→ **Stated problem**
Copy out the final stretch of the listing: the line that contains "[79,1], drawn from the photo above." and all lines after it, exactly as they appear.

* START *

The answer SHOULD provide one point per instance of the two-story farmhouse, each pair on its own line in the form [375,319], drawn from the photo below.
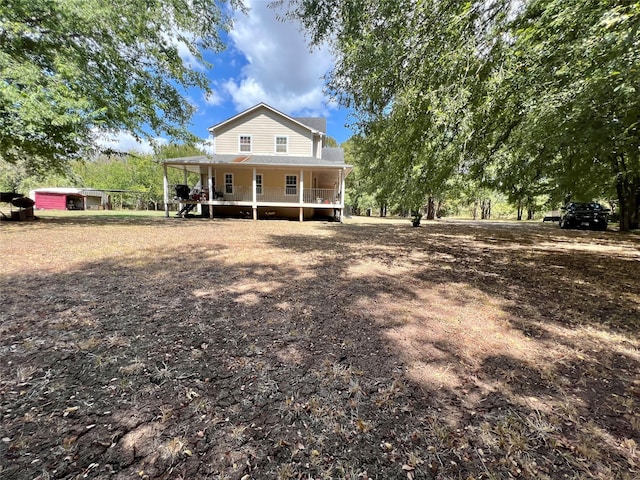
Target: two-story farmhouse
[266,164]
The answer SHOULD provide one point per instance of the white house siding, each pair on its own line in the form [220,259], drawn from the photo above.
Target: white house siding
[263,126]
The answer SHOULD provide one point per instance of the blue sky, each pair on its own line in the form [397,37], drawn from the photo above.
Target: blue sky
[266,60]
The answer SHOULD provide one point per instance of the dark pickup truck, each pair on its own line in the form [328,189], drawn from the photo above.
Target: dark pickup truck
[590,215]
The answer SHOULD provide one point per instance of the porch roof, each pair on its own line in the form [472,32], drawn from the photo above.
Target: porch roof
[259,160]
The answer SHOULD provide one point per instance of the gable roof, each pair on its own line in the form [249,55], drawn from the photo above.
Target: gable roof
[315,125]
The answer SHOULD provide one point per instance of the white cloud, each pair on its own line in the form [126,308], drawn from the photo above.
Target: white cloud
[125,142]
[213,98]
[281,70]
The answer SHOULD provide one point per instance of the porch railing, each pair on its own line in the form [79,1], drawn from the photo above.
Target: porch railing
[274,195]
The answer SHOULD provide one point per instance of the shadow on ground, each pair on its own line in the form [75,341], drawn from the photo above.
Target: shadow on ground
[332,351]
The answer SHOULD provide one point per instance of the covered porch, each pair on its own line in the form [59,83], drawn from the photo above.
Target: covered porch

* END *

→ **Output for this task**
The answer SHOULD provide one point per instance of the porch railing, each pair on its own line in the form [79,1], drawn from the photo above.
Target: porch railing
[274,195]
The answer SHOULD provide one point per instance of the shadow on ground, each pair on its own line in the form [75,341], drawn from the photo above.
Target: shadow on ground
[332,351]
The answer SHOULD provide one point per instance of the covered porch, each pair on its own line in the form [59,83], drawn from the photo above.
Target: covered porch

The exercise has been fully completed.